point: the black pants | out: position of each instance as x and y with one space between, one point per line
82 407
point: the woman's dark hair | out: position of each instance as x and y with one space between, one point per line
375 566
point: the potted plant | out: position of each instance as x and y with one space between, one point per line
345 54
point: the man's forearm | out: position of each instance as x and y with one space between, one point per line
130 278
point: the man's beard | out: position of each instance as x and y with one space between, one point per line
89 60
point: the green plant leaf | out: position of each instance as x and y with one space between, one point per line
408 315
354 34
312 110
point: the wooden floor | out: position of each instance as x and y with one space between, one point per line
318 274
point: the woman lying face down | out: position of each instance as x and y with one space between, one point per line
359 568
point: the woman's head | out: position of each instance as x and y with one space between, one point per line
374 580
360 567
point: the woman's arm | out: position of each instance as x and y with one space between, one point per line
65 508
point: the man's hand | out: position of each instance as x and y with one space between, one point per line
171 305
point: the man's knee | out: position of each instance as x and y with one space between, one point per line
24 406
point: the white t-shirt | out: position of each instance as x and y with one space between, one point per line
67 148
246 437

==

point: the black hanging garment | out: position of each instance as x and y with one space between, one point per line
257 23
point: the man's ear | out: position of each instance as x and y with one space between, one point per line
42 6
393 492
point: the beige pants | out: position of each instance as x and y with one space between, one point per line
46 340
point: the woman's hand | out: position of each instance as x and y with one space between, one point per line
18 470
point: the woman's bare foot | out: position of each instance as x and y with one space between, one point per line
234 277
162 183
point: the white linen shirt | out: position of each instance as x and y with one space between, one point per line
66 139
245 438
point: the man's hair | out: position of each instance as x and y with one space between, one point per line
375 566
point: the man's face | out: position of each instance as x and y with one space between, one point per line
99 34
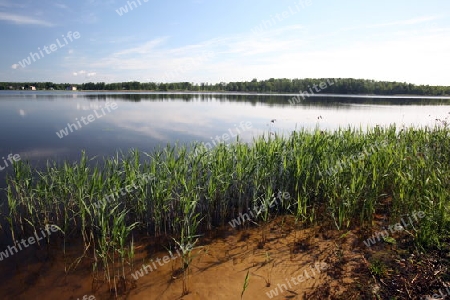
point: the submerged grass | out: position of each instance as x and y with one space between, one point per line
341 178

WORK REQUIRED
How many lines in the items above contain the string "shirt"? Case counts. Reply with the number alone.

EXERCISE RESULT
2